RECORDS:
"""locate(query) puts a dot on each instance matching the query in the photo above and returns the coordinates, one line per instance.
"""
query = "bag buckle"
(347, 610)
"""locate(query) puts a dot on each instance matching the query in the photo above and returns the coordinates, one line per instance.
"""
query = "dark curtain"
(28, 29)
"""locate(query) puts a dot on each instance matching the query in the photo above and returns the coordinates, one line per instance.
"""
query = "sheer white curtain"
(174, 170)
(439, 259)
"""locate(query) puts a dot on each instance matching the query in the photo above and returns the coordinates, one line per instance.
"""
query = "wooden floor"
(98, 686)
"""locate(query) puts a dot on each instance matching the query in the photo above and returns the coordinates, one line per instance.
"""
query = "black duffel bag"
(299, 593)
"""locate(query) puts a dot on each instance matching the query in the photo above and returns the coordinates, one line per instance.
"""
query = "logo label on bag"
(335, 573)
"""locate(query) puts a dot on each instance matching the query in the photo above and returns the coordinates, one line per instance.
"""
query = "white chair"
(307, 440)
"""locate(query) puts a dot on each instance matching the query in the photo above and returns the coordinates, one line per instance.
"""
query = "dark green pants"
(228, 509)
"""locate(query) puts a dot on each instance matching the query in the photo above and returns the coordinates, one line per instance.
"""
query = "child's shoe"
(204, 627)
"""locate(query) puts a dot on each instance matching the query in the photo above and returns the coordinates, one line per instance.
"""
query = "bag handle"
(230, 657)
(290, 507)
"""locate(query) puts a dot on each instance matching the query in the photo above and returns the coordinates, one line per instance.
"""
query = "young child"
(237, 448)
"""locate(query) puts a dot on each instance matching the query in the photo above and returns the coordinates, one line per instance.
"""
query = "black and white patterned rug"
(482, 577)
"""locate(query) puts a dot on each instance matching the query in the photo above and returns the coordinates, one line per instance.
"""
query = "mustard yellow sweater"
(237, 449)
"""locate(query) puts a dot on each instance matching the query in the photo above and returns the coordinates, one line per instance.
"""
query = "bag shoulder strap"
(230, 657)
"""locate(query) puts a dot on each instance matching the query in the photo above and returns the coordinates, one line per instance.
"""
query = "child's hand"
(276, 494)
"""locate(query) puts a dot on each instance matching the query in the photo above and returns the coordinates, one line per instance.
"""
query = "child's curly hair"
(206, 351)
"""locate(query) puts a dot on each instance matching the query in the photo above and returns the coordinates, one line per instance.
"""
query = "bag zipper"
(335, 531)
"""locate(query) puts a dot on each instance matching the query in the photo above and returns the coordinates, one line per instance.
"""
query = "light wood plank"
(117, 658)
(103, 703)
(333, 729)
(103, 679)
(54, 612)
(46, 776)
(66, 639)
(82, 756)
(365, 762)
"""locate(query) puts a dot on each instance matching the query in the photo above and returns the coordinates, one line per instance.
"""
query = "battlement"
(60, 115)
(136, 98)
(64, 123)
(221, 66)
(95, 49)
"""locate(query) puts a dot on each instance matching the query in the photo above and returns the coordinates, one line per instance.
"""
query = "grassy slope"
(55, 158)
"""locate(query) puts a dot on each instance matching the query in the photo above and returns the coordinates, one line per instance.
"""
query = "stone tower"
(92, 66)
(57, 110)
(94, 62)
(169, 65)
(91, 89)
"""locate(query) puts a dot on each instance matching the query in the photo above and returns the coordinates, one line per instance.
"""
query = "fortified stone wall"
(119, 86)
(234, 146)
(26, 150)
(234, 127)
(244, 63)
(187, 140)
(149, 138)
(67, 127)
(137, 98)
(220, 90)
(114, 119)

THE PROBLEM:
After reading the records above, transcribe them verbatim.

RESPONSE FOR THIS EXERCISE:
"""locate(query) puts a dot on each instance matching the query in the photo above and returns the coordinates, one line per instance.
"""
query = "bag buckle"
(347, 610)
"""locate(query) puts a dot on each instance matching the query in the photo above and returns the coordinates, one line per instance.
"""
query = "dark curtain"
(28, 29)
"""locate(query) puts a dot on each instance matching the query in the photo above and returns the coordinates, one line per instance.
"""
query = "sheer white curtain"
(174, 170)
(439, 259)
"""locate(query) puts a dot on each instance matching the query in the photo above and returns the coordinates, one line per instance.
"""
query = "wooden floor"
(98, 686)
"""locate(query) puts a dot on each instance matching the query in the photo above and returns the coordinates, one line per instance.
"""
query = "black duffel bag"
(299, 593)
"""locate(query) puts a dot on each instance matching the query in the photo above and returns the coordinates, one line per instance.
"""
query = "logo label on bag"
(335, 573)
"""locate(query) puts a dot on each instance matching the query in the photo above and returns the coordinates, one line per instance.
"""
query = "white chair"
(307, 440)
"""locate(query) puts a dot on each instance matching the query in the photo above and returns the coordinates, one line per instance.
"""
query = "dark green pants"
(228, 509)
"""locate(query) puts a dot on each instance matching the query in the photo above and returns the coordinates, one line per instance.
"""
query = "child's shoe"
(204, 627)
"""locate(query) puts a dot on each instance matching the query in the photo above and returns the coordinates, one line per instance.
"""
query = "bag handle"
(230, 657)
(290, 507)
"""locate(query) puts a dot on each instance matching the query in the photo above and returns the coordinates, one line per instance.
"""
query = "young child"
(237, 448)
"""locate(query) puts a dot on each instance matching the query in the photo above and returns the coordinates, one line per instance.
"""
query = "black and white patterned rug"
(482, 577)
"""locate(query) puts a dot on each instance matching the query in the photo above and returns the coordinates, one line per instance.
"""
query = "mustard yellow sweater"
(237, 449)
"""locate(query) puts a dot on each instance matching the query in the photo above and returns the coordinates, one line per instance.
"""
query = "bag shoulder strap"
(230, 657)
"""locate(query) puts a dot on each instance matching the query in the photo above and returns the coordinates, one line per instance.
"""
query = "child's hand"
(276, 494)
"""locate(query) puts a dot on each instance matching the query in the photo above and returns the coordinates, one line per instance.
"""
query = "child's curly hair"
(206, 351)
"""locate(query) puts a dot on each instance matching the query in the photo above and returns the coordinates, one line per instance.
"""
query = "bag zipper"
(335, 531)
"""locate(query) puts a dot on each instance matching the query in the photo above and returns the coordinates, one line per instance.
"""
query = "light wood plank"
(117, 658)
(103, 703)
(333, 729)
(103, 679)
(54, 612)
(46, 776)
(66, 639)
(82, 756)
(365, 762)
"""locate(query) puts a dot on each instance matching the query in the photo above and returns the coordinates, one line per instance.
"""
query = "battlement"
(60, 115)
(136, 98)
(64, 123)
(221, 66)
(95, 49)
"""locate(query) puts a dot on each instance matching the query in the photo above and returns the coordinates, one line per instance.
"""
query = "grassy slope"
(55, 158)
"""locate(query) puts a dot on each instance matching the query in the photo above and returns the coordinates, one line per instance.
"""
query = "stone tower"
(92, 66)
(57, 110)
(94, 62)
(169, 65)
(91, 89)
"""locate(query) puts a dot on each instance matching the query in the photo above and returns the coordinates, one line per instance.
"""
query = "fortified stone wall"
(119, 86)
(234, 146)
(26, 150)
(234, 127)
(244, 63)
(187, 140)
(149, 138)
(67, 127)
(137, 98)
(220, 90)
(114, 119)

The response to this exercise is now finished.